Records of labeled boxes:
## begin

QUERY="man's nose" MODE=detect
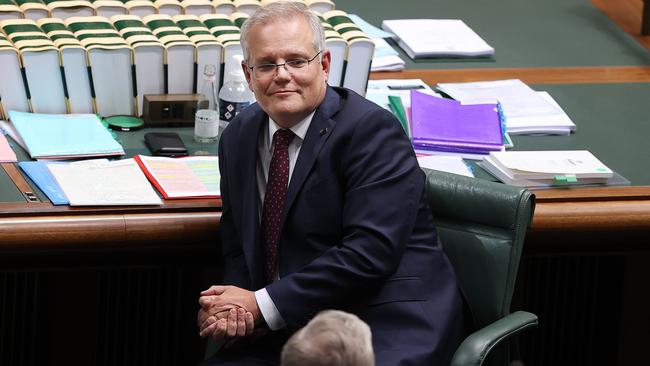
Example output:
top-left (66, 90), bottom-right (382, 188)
top-left (275, 64), bottom-right (291, 80)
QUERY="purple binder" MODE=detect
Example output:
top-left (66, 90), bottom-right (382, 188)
top-left (411, 90), bottom-right (503, 154)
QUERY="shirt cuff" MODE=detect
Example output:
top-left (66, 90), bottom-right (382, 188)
top-left (255, 288), bottom-right (286, 330)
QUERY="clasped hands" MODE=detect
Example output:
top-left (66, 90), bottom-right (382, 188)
top-left (197, 286), bottom-right (262, 341)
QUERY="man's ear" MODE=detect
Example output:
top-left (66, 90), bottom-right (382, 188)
top-left (241, 60), bottom-right (253, 90)
top-left (320, 50), bottom-right (332, 81)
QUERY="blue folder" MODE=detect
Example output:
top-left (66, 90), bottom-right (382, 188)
top-left (18, 161), bottom-right (69, 205)
top-left (9, 111), bottom-right (124, 159)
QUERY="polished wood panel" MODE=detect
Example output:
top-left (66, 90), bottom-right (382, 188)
top-left (591, 0), bottom-right (650, 45)
top-left (0, 200), bottom-right (221, 251)
top-left (370, 66), bottom-right (650, 85)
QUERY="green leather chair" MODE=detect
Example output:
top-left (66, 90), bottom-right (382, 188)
top-left (424, 169), bottom-right (537, 366)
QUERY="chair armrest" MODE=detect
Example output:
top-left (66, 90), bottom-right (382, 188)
top-left (451, 311), bottom-right (537, 366)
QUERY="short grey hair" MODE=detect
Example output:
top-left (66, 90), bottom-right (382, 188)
top-left (281, 310), bottom-right (375, 366)
top-left (240, 1), bottom-right (325, 63)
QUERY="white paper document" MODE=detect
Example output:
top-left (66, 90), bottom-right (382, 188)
top-left (47, 159), bottom-right (162, 206)
top-left (482, 150), bottom-right (614, 187)
top-left (381, 19), bottom-right (494, 58)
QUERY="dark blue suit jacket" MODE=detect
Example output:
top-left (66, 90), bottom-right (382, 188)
top-left (219, 87), bottom-right (462, 366)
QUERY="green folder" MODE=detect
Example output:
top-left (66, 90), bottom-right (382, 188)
top-left (388, 95), bottom-right (411, 138)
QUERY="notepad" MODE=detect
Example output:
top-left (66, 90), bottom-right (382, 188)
top-left (134, 155), bottom-right (221, 199)
top-left (47, 159), bottom-right (162, 206)
top-left (9, 111), bottom-right (124, 159)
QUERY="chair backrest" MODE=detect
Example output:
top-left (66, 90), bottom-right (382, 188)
top-left (425, 169), bottom-right (535, 329)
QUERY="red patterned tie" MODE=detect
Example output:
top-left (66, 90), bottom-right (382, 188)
top-left (262, 130), bottom-right (295, 283)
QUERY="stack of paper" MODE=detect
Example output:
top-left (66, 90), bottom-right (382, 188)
top-left (411, 90), bottom-right (504, 158)
top-left (9, 111), bottom-right (124, 159)
top-left (350, 14), bottom-right (405, 71)
top-left (438, 79), bottom-right (576, 135)
top-left (482, 150), bottom-right (614, 187)
top-left (381, 19), bottom-right (494, 59)
top-left (0, 130), bottom-right (18, 163)
top-left (135, 155), bottom-right (221, 199)
top-left (47, 159), bottom-right (162, 206)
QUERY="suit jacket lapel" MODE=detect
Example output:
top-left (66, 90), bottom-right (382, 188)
top-left (236, 112), bottom-right (268, 289)
top-left (282, 87), bottom-right (341, 219)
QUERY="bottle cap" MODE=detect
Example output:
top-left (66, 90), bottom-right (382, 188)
top-left (229, 55), bottom-right (246, 83)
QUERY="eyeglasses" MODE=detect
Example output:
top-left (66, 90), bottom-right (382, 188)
top-left (248, 50), bottom-right (323, 80)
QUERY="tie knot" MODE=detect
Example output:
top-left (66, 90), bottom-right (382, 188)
top-left (273, 129), bottom-right (296, 149)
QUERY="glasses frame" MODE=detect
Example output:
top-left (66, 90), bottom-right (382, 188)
top-left (246, 50), bottom-right (323, 80)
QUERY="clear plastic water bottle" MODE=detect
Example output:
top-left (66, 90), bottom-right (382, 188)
top-left (194, 65), bottom-right (219, 143)
top-left (219, 55), bottom-right (255, 134)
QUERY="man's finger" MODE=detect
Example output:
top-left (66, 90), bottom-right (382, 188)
top-left (201, 285), bottom-right (228, 296)
top-left (244, 311), bottom-right (255, 335)
top-left (237, 308), bottom-right (246, 337)
top-left (199, 295), bottom-right (219, 309)
top-left (212, 319), bottom-right (227, 342)
top-left (199, 318), bottom-right (219, 337)
top-left (227, 309), bottom-right (237, 337)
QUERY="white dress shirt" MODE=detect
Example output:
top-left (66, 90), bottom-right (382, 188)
top-left (255, 111), bottom-right (315, 330)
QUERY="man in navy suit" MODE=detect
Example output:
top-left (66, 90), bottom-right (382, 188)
top-left (198, 3), bottom-right (462, 366)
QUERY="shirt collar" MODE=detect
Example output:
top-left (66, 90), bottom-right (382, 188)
top-left (267, 110), bottom-right (316, 151)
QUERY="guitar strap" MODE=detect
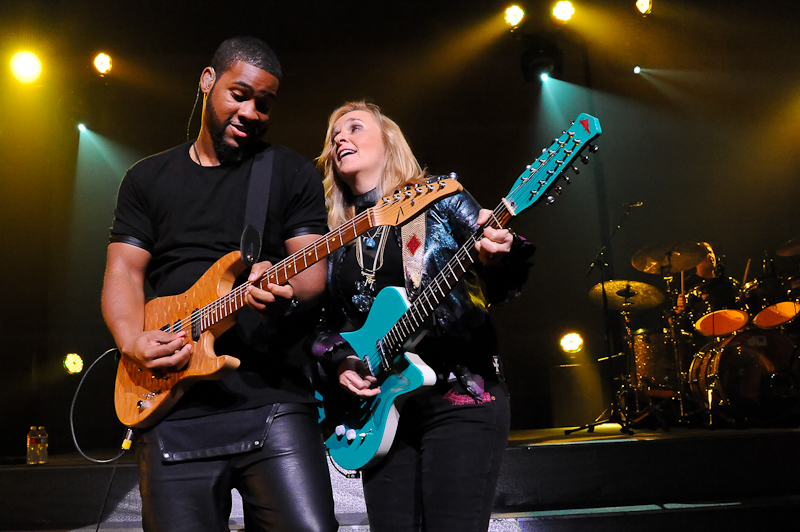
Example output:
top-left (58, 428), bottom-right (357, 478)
top-left (239, 147), bottom-right (274, 267)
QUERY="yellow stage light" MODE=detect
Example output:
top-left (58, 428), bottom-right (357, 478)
top-left (64, 353), bottom-right (83, 375)
top-left (11, 52), bottom-right (42, 83)
top-left (506, 5), bottom-right (525, 27)
top-left (94, 54), bottom-right (111, 76)
top-left (561, 333), bottom-right (583, 353)
top-left (636, 0), bottom-right (653, 15)
top-left (553, 2), bottom-right (575, 22)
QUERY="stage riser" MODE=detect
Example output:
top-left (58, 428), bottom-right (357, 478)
top-left (495, 431), bottom-right (800, 511)
top-left (0, 430), bottom-right (800, 532)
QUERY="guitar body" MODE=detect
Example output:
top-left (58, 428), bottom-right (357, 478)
top-left (114, 251), bottom-right (245, 428)
top-left (320, 287), bottom-right (436, 469)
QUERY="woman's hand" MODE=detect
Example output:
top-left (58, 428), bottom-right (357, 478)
top-left (338, 356), bottom-right (381, 397)
top-left (475, 209), bottom-right (514, 264)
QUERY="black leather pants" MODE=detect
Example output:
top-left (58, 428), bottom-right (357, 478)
top-left (136, 405), bottom-right (338, 532)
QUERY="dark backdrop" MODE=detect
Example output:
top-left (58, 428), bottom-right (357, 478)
top-left (0, 0), bottom-right (800, 455)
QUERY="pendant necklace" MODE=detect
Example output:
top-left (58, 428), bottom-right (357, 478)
top-left (353, 225), bottom-right (389, 312)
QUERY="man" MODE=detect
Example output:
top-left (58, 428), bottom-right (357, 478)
top-left (102, 37), bottom-right (338, 532)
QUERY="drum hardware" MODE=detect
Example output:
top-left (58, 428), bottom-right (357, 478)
top-left (631, 242), bottom-right (708, 277)
top-left (564, 203), bottom-right (644, 434)
top-left (689, 329), bottom-right (800, 426)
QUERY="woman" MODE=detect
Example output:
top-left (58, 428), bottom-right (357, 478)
top-left (312, 102), bottom-right (532, 532)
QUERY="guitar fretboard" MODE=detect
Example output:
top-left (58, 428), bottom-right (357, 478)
top-left (163, 209), bottom-right (374, 338)
top-left (372, 203), bottom-right (511, 368)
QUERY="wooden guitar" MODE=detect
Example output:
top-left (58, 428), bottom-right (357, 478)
top-left (319, 113), bottom-right (602, 470)
top-left (114, 179), bottom-right (462, 428)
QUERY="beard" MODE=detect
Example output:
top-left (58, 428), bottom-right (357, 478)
top-left (206, 87), bottom-right (263, 164)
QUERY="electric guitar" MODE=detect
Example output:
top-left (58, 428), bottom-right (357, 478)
top-left (114, 179), bottom-right (462, 428)
top-left (319, 113), bottom-right (602, 470)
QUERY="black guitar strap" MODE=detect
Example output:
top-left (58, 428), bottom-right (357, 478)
top-left (239, 148), bottom-right (274, 267)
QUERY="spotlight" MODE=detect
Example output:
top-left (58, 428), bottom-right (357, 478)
top-left (553, 2), bottom-right (575, 22)
top-left (520, 36), bottom-right (564, 83)
top-left (561, 333), bottom-right (583, 353)
top-left (11, 52), bottom-right (42, 83)
top-left (94, 53), bottom-right (111, 76)
top-left (64, 353), bottom-right (83, 375)
top-left (506, 5), bottom-right (525, 28)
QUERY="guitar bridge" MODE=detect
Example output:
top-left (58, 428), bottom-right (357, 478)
top-left (377, 341), bottom-right (392, 371)
top-left (192, 309), bottom-right (200, 342)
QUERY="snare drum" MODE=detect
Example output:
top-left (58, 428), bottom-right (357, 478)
top-left (744, 275), bottom-right (800, 329)
top-left (689, 329), bottom-right (800, 422)
top-left (633, 329), bottom-right (693, 395)
top-left (686, 277), bottom-right (750, 336)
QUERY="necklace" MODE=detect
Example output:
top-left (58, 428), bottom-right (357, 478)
top-left (192, 141), bottom-right (204, 166)
top-left (353, 225), bottom-right (389, 312)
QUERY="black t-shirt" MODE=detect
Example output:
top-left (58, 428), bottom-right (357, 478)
top-left (111, 143), bottom-right (327, 419)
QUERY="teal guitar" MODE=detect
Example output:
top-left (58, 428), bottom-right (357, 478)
top-left (319, 113), bottom-right (602, 470)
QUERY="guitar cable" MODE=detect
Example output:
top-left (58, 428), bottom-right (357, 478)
top-left (69, 347), bottom-right (133, 532)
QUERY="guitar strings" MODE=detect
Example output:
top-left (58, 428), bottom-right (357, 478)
top-left (165, 181), bottom-right (456, 331)
top-left (364, 134), bottom-right (578, 376)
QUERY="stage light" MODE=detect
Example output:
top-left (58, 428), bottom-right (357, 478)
top-left (64, 353), bottom-right (83, 375)
top-left (636, 0), bottom-right (653, 16)
top-left (506, 5), bottom-right (525, 28)
top-left (94, 53), bottom-right (111, 76)
top-left (553, 2), bottom-right (575, 22)
top-left (11, 52), bottom-right (42, 83)
top-left (561, 333), bottom-right (583, 353)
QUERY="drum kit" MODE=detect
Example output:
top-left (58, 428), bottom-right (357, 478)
top-left (589, 238), bottom-right (800, 428)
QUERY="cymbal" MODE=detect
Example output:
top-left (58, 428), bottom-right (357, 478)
top-left (589, 281), bottom-right (664, 311)
top-left (631, 242), bottom-right (708, 275)
top-left (776, 237), bottom-right (800, 257)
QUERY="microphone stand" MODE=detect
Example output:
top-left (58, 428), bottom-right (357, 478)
top-left (564, 203), bottom-right (641, 434)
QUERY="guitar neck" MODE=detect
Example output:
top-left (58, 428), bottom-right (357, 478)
top-left (193, 209), bottom-right (375, 331)
top-left (372, 202), bottom-right (512, 360)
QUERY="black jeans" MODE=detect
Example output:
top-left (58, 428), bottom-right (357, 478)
top-left (363, 382), bottom-right (510, 532)
top-left (136, 405), bottom-right (339, 532)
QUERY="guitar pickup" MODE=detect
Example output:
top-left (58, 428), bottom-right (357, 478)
top-left (192, 309), bottom-right (200, 342)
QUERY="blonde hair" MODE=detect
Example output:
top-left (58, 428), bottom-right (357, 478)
top-left (317, 101), bottom-right (426, 229)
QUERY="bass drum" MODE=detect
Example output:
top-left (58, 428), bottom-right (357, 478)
top-left (689, 329), bottom-right (800, 424)
top-left (686, 277), bottom-right (750, 336)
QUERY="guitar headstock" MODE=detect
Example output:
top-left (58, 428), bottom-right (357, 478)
top-left (505, 113), bottom-right (603, 215)
top-left (370, 178), bottom-right (463, 227)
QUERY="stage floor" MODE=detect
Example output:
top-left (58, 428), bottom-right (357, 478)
top-left (0, 424), bottom-right (800, 532)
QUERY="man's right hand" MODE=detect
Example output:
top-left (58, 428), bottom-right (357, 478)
top-left (120, 330), bottom-right (193, 373)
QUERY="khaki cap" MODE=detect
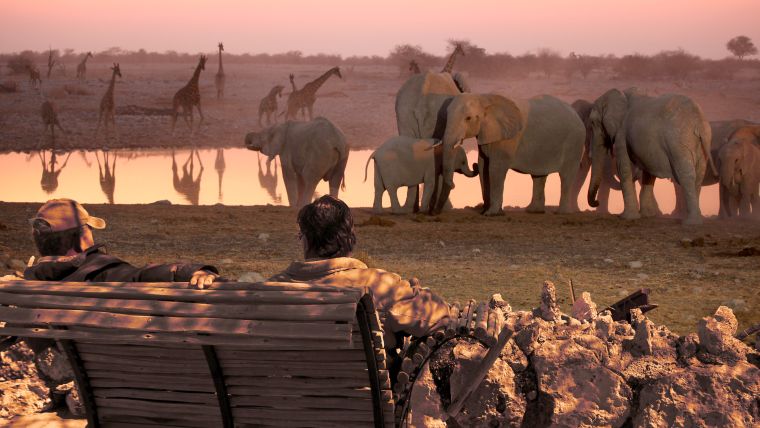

## end

■ **What the task requires**
List every line in the items above that contains the word "drum", matching its case exactly.

■ **Reply to the exercise**
QUERY="drum hardware" MODE=detect
QUERY="snare drum" MODE=detect
QUERY="drum kit" MODE=detect
QUERY="bass drum" MODE=detect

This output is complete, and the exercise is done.